> [Excerpt]
Focus is on security for African Americans, Hispanics

Ruth Williams, 70, grew up with the simple financial philosophy handed down by her parents: Pay yourself first.

That meant pay the bills, avoid debt and put as much of her earnings into savings as she could during her 40 years as a registered nurse. It also meant sometimes hosting no-frills potluck barbecues with family instead of eating out, or prodding her two sons to find jobs as grocery store baggers in high school so they could contribute to their college education.

Now, five years into retirement, the Memphis resident is enjoying the payoff: She travels for pleasure and is passionately devoted to attending Tennessee Titans games. Many lifelong friends, however, have limited financial options.

"I have friends who are working at 70, not because they want to, but because they have to," said Williams. "If they didn't prepare themselves and they're relying only on Social Security, their situation is kind of difficult."

Retirement security is increasingly tenuous for all Americans, but in African American communities like the Memphis middle-class neighborhood where Williams grew up, her financial security stands in stark contrast to that of many of her peers.

African Americans who participate in 401(k) plans typically contribute 6 percent of their income compared with 6.3 percent for Hispanics and 7.9 percent for whites, according to a survey last year by the nonprofit Ariel Education Initiative and the consulting firm Hewitt Associates.

> [Recorded data]

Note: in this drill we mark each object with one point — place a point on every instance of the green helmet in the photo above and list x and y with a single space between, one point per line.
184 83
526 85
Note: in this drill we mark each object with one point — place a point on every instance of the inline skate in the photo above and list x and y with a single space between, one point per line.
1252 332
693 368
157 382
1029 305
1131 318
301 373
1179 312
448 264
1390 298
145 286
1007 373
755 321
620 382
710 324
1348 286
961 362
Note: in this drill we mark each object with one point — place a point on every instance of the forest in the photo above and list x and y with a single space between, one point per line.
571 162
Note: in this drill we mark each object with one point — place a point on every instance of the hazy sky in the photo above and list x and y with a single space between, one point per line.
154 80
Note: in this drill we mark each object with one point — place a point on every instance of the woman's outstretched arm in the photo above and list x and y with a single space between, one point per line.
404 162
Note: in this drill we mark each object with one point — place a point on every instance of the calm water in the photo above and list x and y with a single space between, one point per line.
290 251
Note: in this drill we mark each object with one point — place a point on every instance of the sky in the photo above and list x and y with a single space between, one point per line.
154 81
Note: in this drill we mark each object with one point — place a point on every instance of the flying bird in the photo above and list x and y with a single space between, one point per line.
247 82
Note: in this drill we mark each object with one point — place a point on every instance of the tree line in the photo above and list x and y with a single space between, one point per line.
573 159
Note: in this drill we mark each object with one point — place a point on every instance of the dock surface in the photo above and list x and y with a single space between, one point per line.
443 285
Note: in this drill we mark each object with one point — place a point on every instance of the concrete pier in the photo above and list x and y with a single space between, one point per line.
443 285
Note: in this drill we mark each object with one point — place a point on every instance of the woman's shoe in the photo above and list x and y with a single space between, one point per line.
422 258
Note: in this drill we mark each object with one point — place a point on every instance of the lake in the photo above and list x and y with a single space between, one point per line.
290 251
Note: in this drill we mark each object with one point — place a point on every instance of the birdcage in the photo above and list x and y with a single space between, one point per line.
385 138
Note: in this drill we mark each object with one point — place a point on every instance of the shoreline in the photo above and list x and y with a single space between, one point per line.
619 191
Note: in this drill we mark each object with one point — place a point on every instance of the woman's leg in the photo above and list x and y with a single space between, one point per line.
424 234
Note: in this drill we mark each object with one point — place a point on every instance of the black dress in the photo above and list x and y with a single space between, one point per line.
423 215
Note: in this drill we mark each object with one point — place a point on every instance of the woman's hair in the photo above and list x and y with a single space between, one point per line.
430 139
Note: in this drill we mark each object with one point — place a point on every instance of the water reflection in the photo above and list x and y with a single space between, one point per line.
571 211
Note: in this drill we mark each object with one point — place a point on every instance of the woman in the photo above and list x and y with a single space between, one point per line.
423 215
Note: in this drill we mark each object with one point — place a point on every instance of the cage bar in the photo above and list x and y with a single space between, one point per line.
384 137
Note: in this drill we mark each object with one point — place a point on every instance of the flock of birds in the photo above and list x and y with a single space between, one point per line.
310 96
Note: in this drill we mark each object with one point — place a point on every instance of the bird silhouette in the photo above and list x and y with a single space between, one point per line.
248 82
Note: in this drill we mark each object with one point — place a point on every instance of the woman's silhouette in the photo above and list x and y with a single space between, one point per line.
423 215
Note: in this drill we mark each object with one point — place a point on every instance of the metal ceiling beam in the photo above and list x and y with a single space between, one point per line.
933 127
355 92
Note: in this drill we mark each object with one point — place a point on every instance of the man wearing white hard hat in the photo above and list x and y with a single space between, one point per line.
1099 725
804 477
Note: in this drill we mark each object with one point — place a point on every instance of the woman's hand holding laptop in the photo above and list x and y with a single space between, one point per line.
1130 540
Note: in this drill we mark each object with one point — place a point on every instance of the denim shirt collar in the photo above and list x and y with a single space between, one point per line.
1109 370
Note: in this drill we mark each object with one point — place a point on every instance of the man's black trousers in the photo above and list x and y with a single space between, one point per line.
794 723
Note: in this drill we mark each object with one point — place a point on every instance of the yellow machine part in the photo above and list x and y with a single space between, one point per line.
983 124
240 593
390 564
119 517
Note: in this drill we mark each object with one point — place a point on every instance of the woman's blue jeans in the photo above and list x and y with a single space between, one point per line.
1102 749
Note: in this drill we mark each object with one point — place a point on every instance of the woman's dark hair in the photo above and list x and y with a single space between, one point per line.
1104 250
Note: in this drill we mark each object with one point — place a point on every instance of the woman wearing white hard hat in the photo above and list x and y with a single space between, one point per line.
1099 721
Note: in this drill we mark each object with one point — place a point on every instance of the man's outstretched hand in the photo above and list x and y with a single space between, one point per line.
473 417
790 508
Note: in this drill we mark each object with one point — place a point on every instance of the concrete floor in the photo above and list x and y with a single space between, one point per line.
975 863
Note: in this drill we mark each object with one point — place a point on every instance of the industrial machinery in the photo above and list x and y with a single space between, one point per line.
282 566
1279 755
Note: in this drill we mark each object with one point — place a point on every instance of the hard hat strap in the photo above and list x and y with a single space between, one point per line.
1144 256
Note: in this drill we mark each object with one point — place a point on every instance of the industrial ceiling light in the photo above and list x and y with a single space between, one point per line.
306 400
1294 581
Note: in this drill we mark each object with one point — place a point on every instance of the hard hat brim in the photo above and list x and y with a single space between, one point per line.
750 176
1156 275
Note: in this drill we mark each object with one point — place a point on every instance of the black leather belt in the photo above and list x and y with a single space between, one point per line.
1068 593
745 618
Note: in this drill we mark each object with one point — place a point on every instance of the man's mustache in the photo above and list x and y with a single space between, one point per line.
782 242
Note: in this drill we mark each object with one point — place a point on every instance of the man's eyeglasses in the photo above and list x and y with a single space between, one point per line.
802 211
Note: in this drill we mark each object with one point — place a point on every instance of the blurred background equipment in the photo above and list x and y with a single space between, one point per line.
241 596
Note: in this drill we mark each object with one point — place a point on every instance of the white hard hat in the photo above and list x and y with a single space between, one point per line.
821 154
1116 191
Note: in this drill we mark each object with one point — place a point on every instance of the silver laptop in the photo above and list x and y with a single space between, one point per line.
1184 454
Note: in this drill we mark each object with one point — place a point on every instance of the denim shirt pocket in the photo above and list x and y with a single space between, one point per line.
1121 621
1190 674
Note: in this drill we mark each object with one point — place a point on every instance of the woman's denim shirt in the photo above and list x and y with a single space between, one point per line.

> [Given request 1] Write out the passage of the retirement security article from "Focus is on" up to and including "Pay yourself first.", word for word.
> [Given request 2] According to the retirement security article, what percentage of their income do Hispanics who participate in 401(k) plans typically contribute?

> [Reply 1]
Focus is on security for African Americans, Hispanics

Ruth Williams, 70, grew up with the simple financial philosophy handed down by her parents: Pay yourself first.

> [Reply 2] 6.3 percent